_SET TASK_
Rewrite the lines below from the line with "If you could place a marker on the toilet seat" up to and including the final line of the records, replacing "cabinet drawer" with "vanity drawer" and leaving everything else unchanged.

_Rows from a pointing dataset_
┄┄┄┄┄┄┄┄┄┄

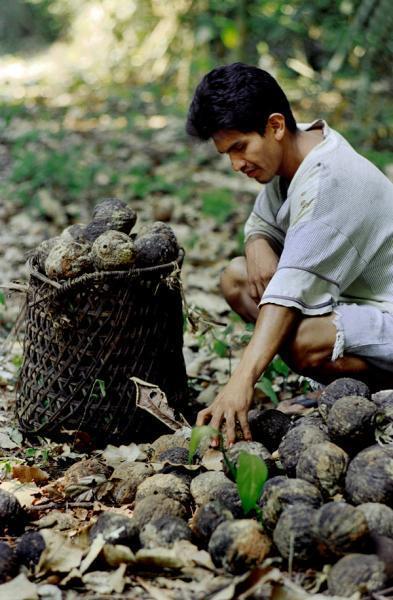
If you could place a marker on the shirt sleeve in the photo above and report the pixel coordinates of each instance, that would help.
(318, 262)
(262, 220)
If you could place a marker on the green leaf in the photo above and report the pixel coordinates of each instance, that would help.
(280, 366)
(198, 434)
(251, 476)
(218, 204)
(266, 386)
(220, 348)
(101, 385)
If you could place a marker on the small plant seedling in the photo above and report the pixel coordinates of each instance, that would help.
(198, 434)
(250, 475)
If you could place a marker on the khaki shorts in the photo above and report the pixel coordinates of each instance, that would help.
(364, 331)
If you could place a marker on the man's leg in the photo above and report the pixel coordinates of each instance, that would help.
(310, 348)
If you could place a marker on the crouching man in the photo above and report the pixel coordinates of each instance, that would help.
(317, 276)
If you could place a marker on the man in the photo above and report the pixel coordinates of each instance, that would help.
(317, 277)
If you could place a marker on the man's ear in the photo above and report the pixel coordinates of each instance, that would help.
(276, 121)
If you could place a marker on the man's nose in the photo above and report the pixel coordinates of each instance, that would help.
(237, 163)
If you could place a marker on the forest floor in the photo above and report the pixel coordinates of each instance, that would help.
(55, 164)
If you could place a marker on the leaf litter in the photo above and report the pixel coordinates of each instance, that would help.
(64, 487)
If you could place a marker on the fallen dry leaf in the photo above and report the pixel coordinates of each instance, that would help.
(114, 456)
(26, 493)
(103, 582)
(19, 588)
(59, 556)
(116, 554)
(26, 474)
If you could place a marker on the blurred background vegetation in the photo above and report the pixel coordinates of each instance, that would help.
(333, 57)
(80, 78)
(93, 100)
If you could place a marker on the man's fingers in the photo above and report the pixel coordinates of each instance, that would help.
(253, 291)
(203, 416)
(230, 428)
(260, 289)
(216, 424)
(242, 417)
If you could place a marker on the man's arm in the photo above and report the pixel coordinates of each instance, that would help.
(272, 329)
(261, 262)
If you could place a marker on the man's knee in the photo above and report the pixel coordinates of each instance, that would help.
(310, 346)
(234, 279)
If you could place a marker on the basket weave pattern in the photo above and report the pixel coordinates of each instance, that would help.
(104, 326)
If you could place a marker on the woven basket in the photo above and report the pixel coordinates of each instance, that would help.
(100, 327)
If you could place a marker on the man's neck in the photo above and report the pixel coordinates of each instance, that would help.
(296, 148)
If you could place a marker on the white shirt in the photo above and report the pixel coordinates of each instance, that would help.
(334, 225)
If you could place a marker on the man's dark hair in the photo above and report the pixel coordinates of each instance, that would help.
(236, 96)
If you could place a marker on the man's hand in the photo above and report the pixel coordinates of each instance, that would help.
(231, 404)
(273, 326)
(261, 265)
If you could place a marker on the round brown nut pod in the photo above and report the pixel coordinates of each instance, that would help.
(338, 529)
(41, 253)
(345, 386)
(268, 426)
(161, 228)
(115, 529)
(74, 232)
(325, 466)
(164, 532)
(205, 485)
(314, 419)
(228, 495)
(363, 573)
(113, 251)
(168, 484)
(351, 422)
(68, 259)
(281, 492)
(126, 478)
(379, 518)
(207, 518)
(154, 249)
(156, 506)
(254, 448)
(238, 545)
(384, 420)
(116, 214)
(166, 442)
(12, 515)
(379, 398)
(294, 443)
(7, 562)
(293, 534)
(370, 476)
(175, 456)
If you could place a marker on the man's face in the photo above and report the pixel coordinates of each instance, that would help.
(257, 156)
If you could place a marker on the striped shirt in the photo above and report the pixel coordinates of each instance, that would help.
(334, 228)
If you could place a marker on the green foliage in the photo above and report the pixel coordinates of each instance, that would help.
(265, 385)
(29, 23)
(59, 171)
(251, 476)
(198, 435)
(251, 472)
(218, 204)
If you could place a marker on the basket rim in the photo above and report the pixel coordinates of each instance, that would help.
(61, 288)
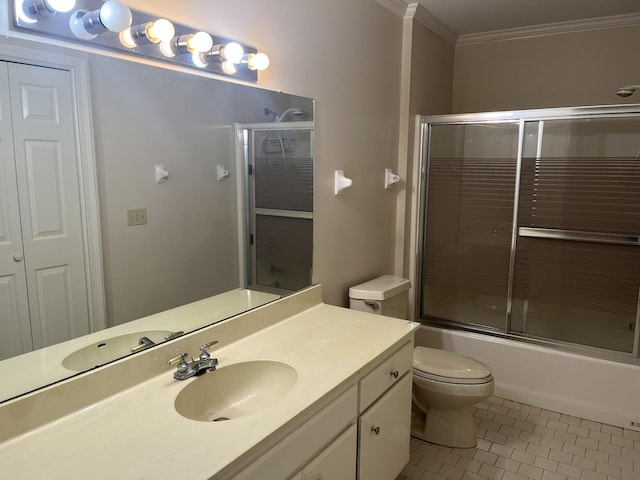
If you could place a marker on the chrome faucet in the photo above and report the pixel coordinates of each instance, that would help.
(197, 366)
(143, 342)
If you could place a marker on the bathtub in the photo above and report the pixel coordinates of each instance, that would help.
(591, 388)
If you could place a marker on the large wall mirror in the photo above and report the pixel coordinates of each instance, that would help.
(204, 195)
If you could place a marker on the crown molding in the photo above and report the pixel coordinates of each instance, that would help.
(398, 7)
(427, 19)
(615, 21)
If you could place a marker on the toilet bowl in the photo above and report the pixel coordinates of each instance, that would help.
(445, 386)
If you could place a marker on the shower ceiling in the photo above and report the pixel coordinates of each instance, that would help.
(476, 16)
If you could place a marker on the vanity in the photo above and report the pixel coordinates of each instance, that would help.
(310, 391)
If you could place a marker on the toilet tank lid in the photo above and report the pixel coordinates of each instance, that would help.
(448, 364)
(380, 288)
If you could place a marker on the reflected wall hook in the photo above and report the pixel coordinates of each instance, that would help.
(161, 174)
(222, 172)
(341, 182)
(390, 178)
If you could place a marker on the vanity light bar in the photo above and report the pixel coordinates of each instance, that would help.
(114, 26)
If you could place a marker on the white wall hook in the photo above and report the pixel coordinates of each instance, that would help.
(341, 182)
(390, 178)
(222, 172)
(161, 174)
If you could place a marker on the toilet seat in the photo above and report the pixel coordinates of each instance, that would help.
(448, 367)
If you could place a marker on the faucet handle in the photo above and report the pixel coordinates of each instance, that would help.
(181, 360)
(204, 349)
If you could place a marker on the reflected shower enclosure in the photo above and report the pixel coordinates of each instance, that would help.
(278, 165)
(530, 226)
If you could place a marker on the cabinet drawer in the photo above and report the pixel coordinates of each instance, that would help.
(296, 449)
(385, 432)
(337, 461)
(385, 375)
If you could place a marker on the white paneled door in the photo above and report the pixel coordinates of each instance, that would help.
(43, 288)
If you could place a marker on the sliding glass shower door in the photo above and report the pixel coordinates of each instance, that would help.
(531, 224)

┄┄┄┄┄┄┄┄┄┄

_FULL ANSWER_
If you could place a marker on the toilet seat in the photo above and report the pixel coordinates of each instance, that would help.
(448, 367)
If you could place a marker on the faucet handle in the photo above and report the pixel coordinates of each instance, that would help.
(181, 360)
(204, 349)
If you could place a marker on the reflected shower enclosure in the photo above and report the pixel coordinates of each instance, that would help.
(278, 165)
(530, 226)
If you could place a marker on the vanity drawer in the photo above and report the pixel coordinates of each instance, that would help.
(296, 449)
(385, 432)
(337, 461)
(385, 375)
If you could place a marker on the white paneled door in the photo above and report the pixel coordinates of each instance, that would help.
(43, 288)
If you could place a marker on the sliding glass shower door in the photo above and report the pixel coordinates of each instance, that would help.
(531, 224)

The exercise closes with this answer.